=== Records to process ===

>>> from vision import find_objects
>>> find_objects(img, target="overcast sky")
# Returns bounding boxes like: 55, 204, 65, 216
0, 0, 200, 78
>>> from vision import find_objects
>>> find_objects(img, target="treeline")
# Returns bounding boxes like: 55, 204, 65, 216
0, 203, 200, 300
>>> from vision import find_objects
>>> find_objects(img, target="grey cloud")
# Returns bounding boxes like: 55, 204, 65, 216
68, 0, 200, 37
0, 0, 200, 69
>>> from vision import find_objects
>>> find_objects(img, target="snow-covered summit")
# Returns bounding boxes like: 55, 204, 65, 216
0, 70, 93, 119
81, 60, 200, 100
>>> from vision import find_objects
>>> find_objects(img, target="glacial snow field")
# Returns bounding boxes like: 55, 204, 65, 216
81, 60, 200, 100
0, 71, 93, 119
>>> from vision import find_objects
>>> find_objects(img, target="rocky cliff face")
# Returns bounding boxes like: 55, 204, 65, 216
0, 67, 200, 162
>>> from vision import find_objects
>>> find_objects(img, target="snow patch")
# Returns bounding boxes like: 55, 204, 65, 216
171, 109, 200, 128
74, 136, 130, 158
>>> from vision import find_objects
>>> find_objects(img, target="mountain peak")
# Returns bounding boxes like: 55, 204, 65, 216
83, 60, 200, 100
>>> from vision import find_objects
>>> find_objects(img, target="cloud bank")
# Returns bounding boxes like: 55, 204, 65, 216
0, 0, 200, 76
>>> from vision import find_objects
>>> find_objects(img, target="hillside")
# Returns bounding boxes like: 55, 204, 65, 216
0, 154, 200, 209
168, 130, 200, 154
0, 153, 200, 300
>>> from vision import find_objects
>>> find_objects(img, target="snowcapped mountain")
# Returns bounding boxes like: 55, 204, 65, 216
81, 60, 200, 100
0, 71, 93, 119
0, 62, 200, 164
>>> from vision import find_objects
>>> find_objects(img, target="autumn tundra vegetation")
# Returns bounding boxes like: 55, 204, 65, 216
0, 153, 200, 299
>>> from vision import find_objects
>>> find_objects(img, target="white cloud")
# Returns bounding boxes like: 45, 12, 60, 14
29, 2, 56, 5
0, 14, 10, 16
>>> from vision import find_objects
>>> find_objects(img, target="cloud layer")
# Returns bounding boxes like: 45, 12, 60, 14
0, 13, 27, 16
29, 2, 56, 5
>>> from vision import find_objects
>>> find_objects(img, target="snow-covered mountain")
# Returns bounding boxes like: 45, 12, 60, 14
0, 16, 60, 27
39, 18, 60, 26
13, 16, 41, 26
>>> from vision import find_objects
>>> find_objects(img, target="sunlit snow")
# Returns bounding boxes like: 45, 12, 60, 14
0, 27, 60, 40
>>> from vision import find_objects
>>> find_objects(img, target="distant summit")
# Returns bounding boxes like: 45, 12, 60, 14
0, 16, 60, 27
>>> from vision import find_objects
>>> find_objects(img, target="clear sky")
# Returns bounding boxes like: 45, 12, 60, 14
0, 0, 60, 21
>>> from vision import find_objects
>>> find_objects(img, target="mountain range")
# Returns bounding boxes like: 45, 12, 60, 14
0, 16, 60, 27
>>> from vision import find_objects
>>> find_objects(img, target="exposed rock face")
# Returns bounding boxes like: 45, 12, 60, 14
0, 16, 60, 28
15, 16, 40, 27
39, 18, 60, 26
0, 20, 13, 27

===

**Problem details:**
Copy the items above word for word, from the first line up to and including the line with "13, 16, 41, 26".

**Written response:**
>>> from vision import find_objects
>>> find_objects(img, target="overcast sky")
# Returns bounding boxes like: 55, 204, 65, 216
0, 0, 200, 78
>>> from vision import find_objects
>>> find_objects(img, target="treeline")
# Returns bounding boxes like: 55, 204, 65, 216
0, 203, 200, 300
>>> from vision import find_objects
>>> find_objects(img, target="grey cloud")
# Returns bounding boxes like: 55, 204, 65, 216
68, 0, 200, 37
0, 0, 200, 69
>>> from vision import find_objects
>>> find_objects(img, target="snow-covered summit")
# Returns bounding boxes like: 55, 204, 65, 216
0, 70, 93, 119
81, 60, 200, 100
>>> from vision import find_objects
>>> find_objects(img, target="glacial snow field")
# Returns bounding boxes like: 55, 204, 65, 216
81, 60, 200, 100
0, 71, 93, 119
>>> from vision import find_objects
>>> find_objects(img, target="rocky cliff face")
# Returns bounding boxes like: 55, 204, 65, 216
0, 67, 200, 162
>>> from vision import find_objects
>>> find_objects(img, target="snow patch")
# Returns bounding boxes like: 55, 204, 65, 216
171, 109, 200, 128
74, 136, 130, 158
>>> from vision import find_objects
>>> find_objects(img, target="mountain peak")
# Returns bounding boxes like: 55, 204, 65, 216
83, 60, 200, 100
>>> from vision import find_objects
>>> find_objects(img, target="cloud bank")
# Returns bounding boxes like: 55, 204, 65, 216
0, 0, 200, 76
>>> from vision import find_objects
>>> find_objects(img, target="hillside")
# Returns bounding boxes like: 55, 204, 65, 216
0, 154, 200, 209
168, 130, 200, 154
0, 153, 200, 300
>>> from vision import find_objects
>>> find_objects(img, target="snowcapped mountain")
# Returns bounding boxes like: 55, 204, 65, 216
81, 60, 200, 100
0, 71, 93, 119
0, 62, 200, 164
>>> from vision import find_objects
>>> find_objects(img, target="autumn tundra vegetation")
# Returns bounding boxes like: 55, 204, 65, 216
0, 153, 200, 299
>>> from vision import find_objects
>>> find_objects(img, target="white cloud")
# Returns bounding boxes like: 45, 12, 60, 14
29, 2, 56, 5
0, 14, 10, 16
>>> from vision import find_objects
>>> find_objects(img, target="cloud layer")
# Returns bounding boxes like: 45, 12, 60, 14
0, 13, 27, 16
29, 2, 56, 5
>>> from vision import find_objects
>>> find_objects(img, target="snow-covered mountain")
# Returns bounding boxes like: 45, 12, 60, 14
0, 16, 60, 27
39, 18, 60, 26
13, 16, 41, 26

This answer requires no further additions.